**WHAT YOU ARE ASKED TO DO:** Exclude the pictures and retype the entries as written.

**MATERIAL FOR THIS EXERCISE:**

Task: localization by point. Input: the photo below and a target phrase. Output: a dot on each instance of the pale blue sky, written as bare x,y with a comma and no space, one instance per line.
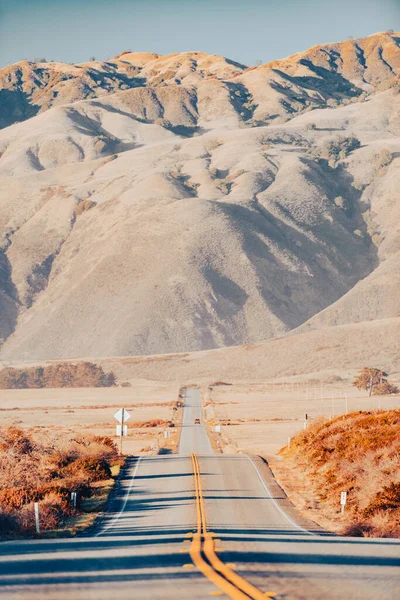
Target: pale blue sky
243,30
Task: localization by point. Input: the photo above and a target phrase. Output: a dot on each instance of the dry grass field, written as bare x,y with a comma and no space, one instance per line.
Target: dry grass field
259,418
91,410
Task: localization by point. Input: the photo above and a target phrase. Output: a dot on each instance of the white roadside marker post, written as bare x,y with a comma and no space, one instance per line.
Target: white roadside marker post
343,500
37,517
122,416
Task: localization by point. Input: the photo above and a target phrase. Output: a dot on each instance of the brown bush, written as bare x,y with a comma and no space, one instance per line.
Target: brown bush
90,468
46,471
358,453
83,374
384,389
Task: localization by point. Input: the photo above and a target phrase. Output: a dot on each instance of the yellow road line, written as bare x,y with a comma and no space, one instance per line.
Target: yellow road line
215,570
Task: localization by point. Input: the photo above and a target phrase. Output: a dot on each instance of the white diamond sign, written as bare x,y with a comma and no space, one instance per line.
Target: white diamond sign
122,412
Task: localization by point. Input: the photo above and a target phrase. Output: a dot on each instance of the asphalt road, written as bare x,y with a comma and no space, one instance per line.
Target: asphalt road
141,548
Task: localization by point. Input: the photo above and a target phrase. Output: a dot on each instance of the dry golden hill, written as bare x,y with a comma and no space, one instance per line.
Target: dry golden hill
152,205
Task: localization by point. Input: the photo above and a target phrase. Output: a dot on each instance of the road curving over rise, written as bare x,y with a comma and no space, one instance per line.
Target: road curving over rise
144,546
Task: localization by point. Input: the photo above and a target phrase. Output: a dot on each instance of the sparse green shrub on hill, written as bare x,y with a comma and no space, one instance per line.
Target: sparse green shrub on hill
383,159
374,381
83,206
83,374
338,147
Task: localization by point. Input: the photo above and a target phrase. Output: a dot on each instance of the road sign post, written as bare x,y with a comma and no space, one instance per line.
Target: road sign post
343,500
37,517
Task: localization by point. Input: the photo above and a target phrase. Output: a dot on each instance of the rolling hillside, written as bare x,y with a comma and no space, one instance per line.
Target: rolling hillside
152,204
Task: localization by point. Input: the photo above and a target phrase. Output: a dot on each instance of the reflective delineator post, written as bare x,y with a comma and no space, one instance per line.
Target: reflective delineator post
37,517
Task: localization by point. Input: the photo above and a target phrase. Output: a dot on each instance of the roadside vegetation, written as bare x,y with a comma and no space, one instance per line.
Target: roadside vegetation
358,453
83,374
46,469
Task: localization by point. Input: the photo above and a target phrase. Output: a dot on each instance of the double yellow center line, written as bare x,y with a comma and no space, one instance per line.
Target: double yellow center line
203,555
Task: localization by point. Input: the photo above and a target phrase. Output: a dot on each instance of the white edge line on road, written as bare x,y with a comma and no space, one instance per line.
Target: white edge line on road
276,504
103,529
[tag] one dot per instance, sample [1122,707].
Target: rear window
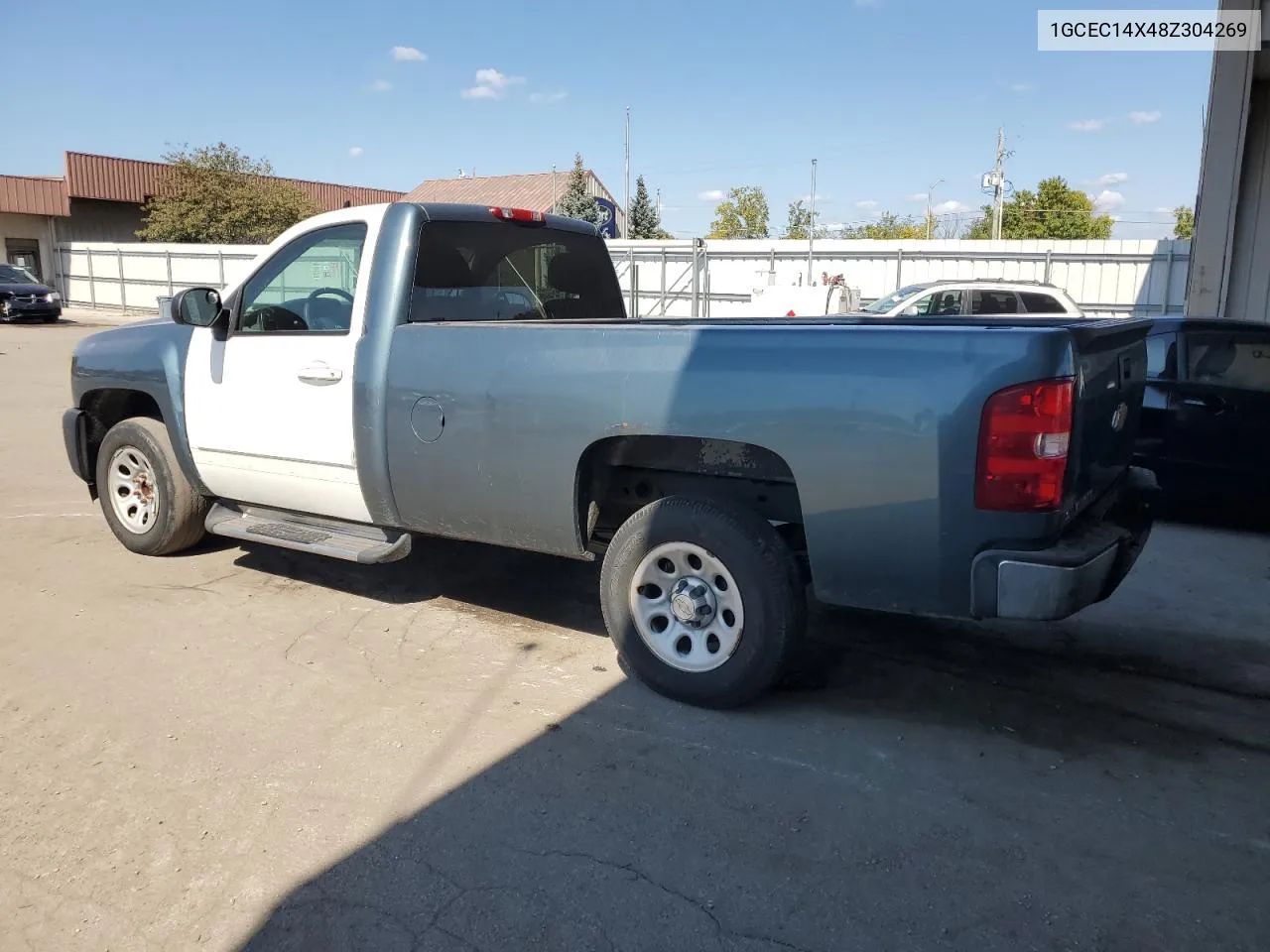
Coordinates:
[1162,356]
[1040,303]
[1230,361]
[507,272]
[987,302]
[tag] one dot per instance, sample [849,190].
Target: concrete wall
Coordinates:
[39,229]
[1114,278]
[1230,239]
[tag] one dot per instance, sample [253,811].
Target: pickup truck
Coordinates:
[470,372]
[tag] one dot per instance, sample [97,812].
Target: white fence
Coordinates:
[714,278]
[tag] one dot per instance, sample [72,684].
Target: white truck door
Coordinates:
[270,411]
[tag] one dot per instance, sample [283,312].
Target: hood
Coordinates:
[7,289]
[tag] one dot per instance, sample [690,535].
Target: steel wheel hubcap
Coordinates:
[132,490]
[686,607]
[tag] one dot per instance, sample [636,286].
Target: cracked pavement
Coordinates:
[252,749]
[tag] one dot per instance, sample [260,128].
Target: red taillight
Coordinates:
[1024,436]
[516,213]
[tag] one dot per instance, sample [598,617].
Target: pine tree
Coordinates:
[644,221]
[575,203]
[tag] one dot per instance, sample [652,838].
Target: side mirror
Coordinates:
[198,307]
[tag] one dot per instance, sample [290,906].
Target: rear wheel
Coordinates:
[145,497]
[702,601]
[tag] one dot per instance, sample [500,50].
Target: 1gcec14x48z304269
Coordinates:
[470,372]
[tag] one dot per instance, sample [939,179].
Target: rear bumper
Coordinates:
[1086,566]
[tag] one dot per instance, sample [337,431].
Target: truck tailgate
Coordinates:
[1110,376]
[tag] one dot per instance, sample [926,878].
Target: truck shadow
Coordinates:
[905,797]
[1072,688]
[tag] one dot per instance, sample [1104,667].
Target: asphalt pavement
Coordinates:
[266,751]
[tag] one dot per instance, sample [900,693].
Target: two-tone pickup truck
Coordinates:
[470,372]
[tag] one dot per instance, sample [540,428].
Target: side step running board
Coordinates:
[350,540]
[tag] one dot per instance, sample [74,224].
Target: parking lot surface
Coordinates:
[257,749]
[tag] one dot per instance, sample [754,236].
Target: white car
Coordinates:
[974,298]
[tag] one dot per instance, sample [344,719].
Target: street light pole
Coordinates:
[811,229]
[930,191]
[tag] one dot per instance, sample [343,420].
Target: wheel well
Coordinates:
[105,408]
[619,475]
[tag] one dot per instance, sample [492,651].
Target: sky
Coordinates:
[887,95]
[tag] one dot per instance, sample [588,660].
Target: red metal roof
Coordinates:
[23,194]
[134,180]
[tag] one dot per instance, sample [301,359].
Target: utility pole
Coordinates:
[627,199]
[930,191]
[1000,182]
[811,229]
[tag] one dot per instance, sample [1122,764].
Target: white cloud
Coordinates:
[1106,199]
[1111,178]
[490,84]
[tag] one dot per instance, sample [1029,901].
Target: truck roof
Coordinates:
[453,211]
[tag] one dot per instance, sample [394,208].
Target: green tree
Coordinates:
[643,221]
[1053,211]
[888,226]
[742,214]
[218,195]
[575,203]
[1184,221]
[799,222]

**EXERCISE OUTPUT:**
Task: localization by point. Input: the photo below and a target phrase. Output: a dot on each instance of the pale blue sky, written as bare x,y with a comma and no space, one instance per line.
Target: pale blue sky
243,30
Task: localization by point. Input: the photo above and a target phrase. Output: a dot on each instance of the dry grass field, written as bare x,y with a comma and no space, one instance per line.
Target: dry grass field
259,418
91,410
Task: localization by point. Input: the photo above and a target phrase. Output: a dot on each instance of the white roadside marker post, written as bare x,y with a comma and no space, one instance per line.
Target: white roadside marker post
343,500
37,517
122,416
Task: localization by point. Input: the photo above and a target phrase. Output: a dot on each instance of the brown bush, written as bare x,y with a comma and no space, one instance per line.
Target: brown bush
90,468
46,471
358,453
83,374
384,389
Task: localization by point. Input: the photo above and a target phrase. Output: a dot on each instance of the yellow road line, written as bare x,y with a comma and no space, one instance per line.
Target: yellow road line
215,570
Task: localization by point. Input: the photo above and a target phrase. Output: a dot on each instance of the white diamond sign, written as bare x,y with a comma and no space, one instance per line.
Target: white diamond sign
122,412
Task: localization by point. Input: the photo above and a target phrase. Output: a dot on each instance of the asphalt road, written as bare x,y with a comma and no space, one instance per line.
Target: asphalt road
141,548
Task: localization by point. Input: the photo above and a target phrase. Output: a dot on each instance of the dry golden hill, written as bare x,y with a comma and no space, one instance per line.
Target: dry golden hill
152,205
Task: localization by point. Input: the photo above and a target phrase. Output: a dot on each instance of the road curving over rise, written as bare x,y with a comma and no space, one instance per line.
Target: road curving over rise
144,546
Task: localization by point. Input: the photo above and a target phrase. Output: a dot on each instance of the sparse green shrub on hill, written as bare x,y with a comma and no space, one instance per line.
Target: sparse green shrub on hill
383,159
374,381
83,206
83,374
338,147
Task: localization by point. Input: the photo above and a target phrase. Output: a dot on each instance of the road sign post, written as bare x,y with a comma and no space, one instance per line.
Target: road sign post
343,500
37,517
Task: localization by point. Input: the photo above and a target phrase. Output: a dot on each instance of the rolling hillside, written as bare x,y with a comma and no space, one instance per line.
Target: rolling hillside
152,204
Task: localization by point. Input: the photo above and a target phrase. Output: a dot on each instance of the reflective delineator post, written as bare x,y with a comma and no space, one instance per line.
Target: reflective delineator post
37,517
Task: localization by point. Input: the photo above and a target phrase. Output: a dot on each instance of the roadside vegetation, written as bare x,y with a comma and no space, one instance per line.
Target: roadside vegetation
358,453
83,374
46,469
Task: localization by point. Input: the photo above and a target phrase. Output: a dot on each instance of the double yellow center line, written as bare x,y with a comma and no space, one instance per line.
Target: double yellow center line
203,555
Task: localization by point. Input: the photo above and a target phrase. Output: a dot on each instance of the white edge line on road, written as bare x,y with a comma and no space, one instance per line.
Target: white edge line on road
276,504
103,529
[tag] one dot per instance, sample [1122,707].
Target: rear window
Coordinates:
[1162,356]
[1040,303]
[1230,361]
[507,272]
[987,302]
[tag] one dot per instance, sample [849,190].
Target: concrete wall
Coordinates:
[39,229]
[1114,278]
[1230,239]
[tag] one dot per instance, sample [253,811].
Target: pickup truck
Coordinates:
[470,372]
[tag] one dot per instance, sample [97,812].
Target: white fence
Coordinates:
[714,278]
[tag] one dot per instance, sample [72,684].
Target: white truck door
Coordinates:
[270,411]
[tag] one dot per instance, sample [283,312].
Target: hood
Coordinates:
[7,289]
[tag] one dot per instance, sample [690,535].
Target: steel wheel hubcap
Coordinates:
[132,490]
[686,607]
[tag] one dot per instance, sample [636,286].
Target: cracked pavement
Coordinates:
[252,749]
[tag] one dot per instance, sample [260,128].
Target: red taillight
Coordinates:
[1024,436]
[516,213]
[tag] one dot per instance, sample [598,617].
Target: pine tree
Coordinates:
[644,221]
[575,203]
[tag] one dot per instance, sample [652,838].
Target: side mirror
Coordinates:
[198,307]
[tag] one dot per instance, sample [290,906].
Target: rear wheel
Coordinates:
[145,497]
[702,601]
[tag] one dot per instance, sample [500,50].
Target: 1gcec14x48z304269
Coordinates:
[470,372]
[tag] one dot per instance, sample [939,179].
Target: rear bumper
Coordinates:
[1086,566]
[tag] one dot per instance, sample [337,431].
Target: truck tailgate
Coordinates:
[1110,376]
[tag] one dot per instance, sample [926,878].
Target: truck shadow
Coordinates:
[905,797]
[1072,688]
[tag] one dot per instance, sample [1104,667].
Target: asphalt pavement
Coordinates:
[266,751]
[tag] one dot per instance, sample [900,693].
Target: two-tone pickup truck
Coordinates:
[470,372]
[tag] one dot per instance, sample [540,428].
Target: side step running board
Coordinates:
[350,540]
[tag] one dot per instance, sample [74,224].
Target: parking lot surface
Coordinates:
[257,749]
[tag] one dot per instance, sample [754,236].
Target: white car
Coordinates:
[974,298]
[tag] one dot per instance, sample [344,719].
Target: street light pole
Coordinates:
[811,229]
[930,191]
[tag] one dot per instance, sample [343,420].
Target: wheel well
Coordinates:
[105,408]
[619,475]
[tag] one dot per instance, sample [492,651].
Target: sky
Coordinates:
[887,95]
[tag] one dot per instance, sample [588,660].
Target: red metal roof
Coordinates:
[23,194]
[134,180]
[tag] one dot per instance, sample [301,359].
Target: utility pole
Coordinates:
[627,199]
[930,191]
[1000,182]
[811,229]
[tag] one dot per instance, sample [1122,764].
Target: white cloud
Coordinates:
[1106,199]
[1111,178]
[490,84]
[tag] one dot per instance, sample [1029,901].
Target: truck roof
Coordinates:
[453,211]
[tag] one dot per instance, sample [394,208].
Target: green tree
Coordinates:
[643,221]
[1053,211]
[888,226]
[742,214]
[218,195]
[575,203]
[1184,221]
[799,222]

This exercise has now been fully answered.